» **Task requirements**
The data beneath this task is to be duplicated exactly, in its entirety.

» **Material shown**
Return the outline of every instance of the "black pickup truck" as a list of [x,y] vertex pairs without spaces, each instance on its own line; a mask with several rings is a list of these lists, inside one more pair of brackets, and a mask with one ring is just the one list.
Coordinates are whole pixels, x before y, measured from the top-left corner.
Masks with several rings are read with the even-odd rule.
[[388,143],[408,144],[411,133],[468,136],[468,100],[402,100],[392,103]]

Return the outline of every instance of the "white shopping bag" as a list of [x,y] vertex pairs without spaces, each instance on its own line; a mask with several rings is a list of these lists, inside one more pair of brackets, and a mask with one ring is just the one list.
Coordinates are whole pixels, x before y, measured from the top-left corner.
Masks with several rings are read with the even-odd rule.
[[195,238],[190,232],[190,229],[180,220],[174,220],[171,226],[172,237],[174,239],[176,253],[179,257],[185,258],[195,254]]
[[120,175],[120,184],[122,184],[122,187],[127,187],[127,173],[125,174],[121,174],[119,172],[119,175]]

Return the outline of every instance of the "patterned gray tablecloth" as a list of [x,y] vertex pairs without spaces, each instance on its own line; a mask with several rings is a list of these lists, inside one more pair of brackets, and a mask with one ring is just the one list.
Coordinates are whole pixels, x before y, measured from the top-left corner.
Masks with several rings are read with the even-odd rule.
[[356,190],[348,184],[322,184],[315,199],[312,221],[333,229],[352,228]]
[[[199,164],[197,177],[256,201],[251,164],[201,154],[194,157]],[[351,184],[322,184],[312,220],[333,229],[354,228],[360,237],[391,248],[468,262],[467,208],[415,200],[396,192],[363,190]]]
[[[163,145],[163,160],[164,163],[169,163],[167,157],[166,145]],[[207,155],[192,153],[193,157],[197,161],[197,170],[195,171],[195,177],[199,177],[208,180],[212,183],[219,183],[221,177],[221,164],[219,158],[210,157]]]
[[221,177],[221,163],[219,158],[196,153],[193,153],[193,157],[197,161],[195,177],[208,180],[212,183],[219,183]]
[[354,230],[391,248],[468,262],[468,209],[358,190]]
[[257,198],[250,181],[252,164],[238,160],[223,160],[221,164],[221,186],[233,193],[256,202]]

» **Response to this task**
Return the outline of every instance of the "black pickup truck" as a list of [x,y] vertex pairs without spaces, each instance on its own line; a mask with several rings is a list of these lists, inside one more pair of brackets, and a mask with one ring is just the one list.
Coordinates are whole pixels, x before y, measured from the top-left corner.
Masks with several rings are read with the even-odd rule.
[[388,143],[408,144],[411,133],[468,136],[468,100],[402,100],[392,103]]

Return the outline of every instance of the "white shopping bag" as a list of [x,y] vertex pairs without spaces, each instance on its own line; a mask with several rings is a list of these lists, inside one more pair of brackets, and a mask with one ring is just the one list.
Coordinates are whole pixels, x before y, measured from the top-left corner.
Masks with several rings are read with the even-odd rule.
[[195,238],[190,232],[190,229],[180,220],[174,220],[171,226],[172,237],[174,239],[176,253],[179,257],[185,258],[195,254]]
[[120,175],[120,184],[122,184],[122,187],[127,187],[127,173],[125,174],[121,174],[119,172],[119,175]]

Return the outline of every instance of the "patterned gray tablecloth" as a list of [x,y] vertex pairs without spaces, each instance on its own line; a mask with several rings is a list of these lists, inside one more pair of brackets, and a mask with one ring is just the one list.
Coordinates are whole pixels, x before y, measured from the top-left corner.
Masks with several rings are read with the even-odd rule.
[[356,190],[348,184],[322,184],[315,199],[312,221],[333,229],[352,228]]
[[[199,164],[197,177],[256,201],[251,164],[201,154],[194,157]],[[351,184],[322,184],[312,220],[333,229],[354,228],[360,237],[391,248],[468,262],[467,208],[415,200],[396,192],[363,190]]]
[[[163,145],[163,160],[164,163],[169,163],[167,157],[166,145]],[[207,155],[192,153],[193,157],[197,161],[197,170],[195,171],[195,177],[199,177],[208,180],[212,183],[219,183],[221,177],[221,164],[219,158],[210,157]]]
[[221,177],[221,163],[219,158],[196,153],[193,153],[193,157],[197,161],[195,177],[208,180],[212,183],[219,183]]
[[354,230],[391,248],[468,262],[468,209],[358,190]]
[[257,198],[250,181],[252,164],[238,160],[223,160],[221,164],[221,186],[233,193],[256,202]]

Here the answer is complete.